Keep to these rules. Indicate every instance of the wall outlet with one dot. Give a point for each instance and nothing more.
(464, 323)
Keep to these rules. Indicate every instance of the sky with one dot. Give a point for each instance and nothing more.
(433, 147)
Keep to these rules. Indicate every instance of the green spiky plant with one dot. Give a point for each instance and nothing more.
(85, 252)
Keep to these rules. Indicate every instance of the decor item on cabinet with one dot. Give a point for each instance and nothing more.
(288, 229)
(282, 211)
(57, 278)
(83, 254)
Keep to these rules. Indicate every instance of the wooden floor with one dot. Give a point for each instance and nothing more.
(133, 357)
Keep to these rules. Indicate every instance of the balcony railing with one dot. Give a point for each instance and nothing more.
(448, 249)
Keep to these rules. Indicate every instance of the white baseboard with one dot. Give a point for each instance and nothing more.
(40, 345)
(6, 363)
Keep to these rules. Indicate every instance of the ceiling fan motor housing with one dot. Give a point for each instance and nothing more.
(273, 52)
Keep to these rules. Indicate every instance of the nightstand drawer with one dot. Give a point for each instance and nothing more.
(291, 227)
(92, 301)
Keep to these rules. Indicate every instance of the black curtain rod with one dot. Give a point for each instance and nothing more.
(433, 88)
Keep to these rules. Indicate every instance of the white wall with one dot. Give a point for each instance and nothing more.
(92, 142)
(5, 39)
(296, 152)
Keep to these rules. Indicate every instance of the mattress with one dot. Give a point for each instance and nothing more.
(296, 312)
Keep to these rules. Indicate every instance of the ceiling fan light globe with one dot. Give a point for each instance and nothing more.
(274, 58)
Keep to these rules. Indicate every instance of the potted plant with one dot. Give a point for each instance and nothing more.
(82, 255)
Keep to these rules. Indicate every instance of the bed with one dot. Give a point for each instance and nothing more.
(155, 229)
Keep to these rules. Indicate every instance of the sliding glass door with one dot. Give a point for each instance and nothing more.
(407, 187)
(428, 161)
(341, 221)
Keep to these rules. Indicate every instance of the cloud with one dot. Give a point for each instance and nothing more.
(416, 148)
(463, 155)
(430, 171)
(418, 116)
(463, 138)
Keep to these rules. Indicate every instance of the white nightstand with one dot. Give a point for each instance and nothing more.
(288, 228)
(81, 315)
++++++++++++++++++++
How to complete this task: Copy out the whole listing exactly as given.

The answer:
Keep to these rules. Indicate every instance of the wall outlet with one dot. Give a point for each instance and nothing more.
(464, 323)
Keep to these rules. Indicate every instance of the sky with one dot. Give a point for each instance and nothing more.
(433, 147)
Keep to these rules. Indicate every instance of the green spiky plant with one dot. Give a point for each instance and nothing more.
(85, 252)
Keep to these rules. Indicate every instance of the decor item on cabinet with one dot. Give a point for each instance and nothing more.
(288, 229)
(282, 211)
(57, 278)
(83, 254)
Keep to these rules. Indicate every instance of the wooden floor with one dot. Give a point for each instance and nothing more.
(133, 357)
Keep to these rules. Indicate every instance of the balcony railing with one dot. Give a point for each instance and nothing more.
(448, 249)
Keep to these rules. Indicate every instance of the white baseboard with one dot. Give a point for each instance and nothing more.
(40, 345)
(6, 363)
Keep to these rules. Indicate every instance of the ceiling fan motor housing with one dot. Give a point for each instance and nothing more.
(273, 52)
Keep to these rules. Indicate every instance of the nightstand drawer with one dot. Give a point for each instance and nothing more.
(291, 227)
(92, 301)
Keep to these rules. Indicate every instance of the black curtain rod with one dot. Give a point for each instance and nothing more.
(433, 88)
Keep to these rules. Indicate every instance of the white wall with one dot. Give a point for each instance and nothing more.
(92, 142)
(5, 39)
(296, 152)
Keep to these rules. Indicate every instance of the mattress with one dot. Give a point for each instance and nothing more.
(296, 312)
Keep to these rules. Indicate every instance of the ceiling fan light globe with one dot. Give a point for each instance and nothing more.
(274, 58)
Keep to these rules. Indicate every instance of the potted plant with one dot. Give a point for each instance and nothing more.
(82, 255)
Keep to these rules. Indicate every instance of the bed with one dot. Give a point for each instance and nothing more.
(155, 229)
Keep to these rules. Indicate every instance of the sliding glass door with one dot. Give a point for each instance and nothing more.
(407, 187)
(428, 161)
(341, 221)
Keep to these rules. Indicate every instance of the cloud with one dot. Give a point for each instance and nothing more.
(416, 148)
(463, 155)
(430, 171)
(418, 116)
(463, 138)
Keep to these rules. Indicate every instance of the white nightstand with one dot. Give a point for each instance and nothing more.
(288, 228)
(81, 315)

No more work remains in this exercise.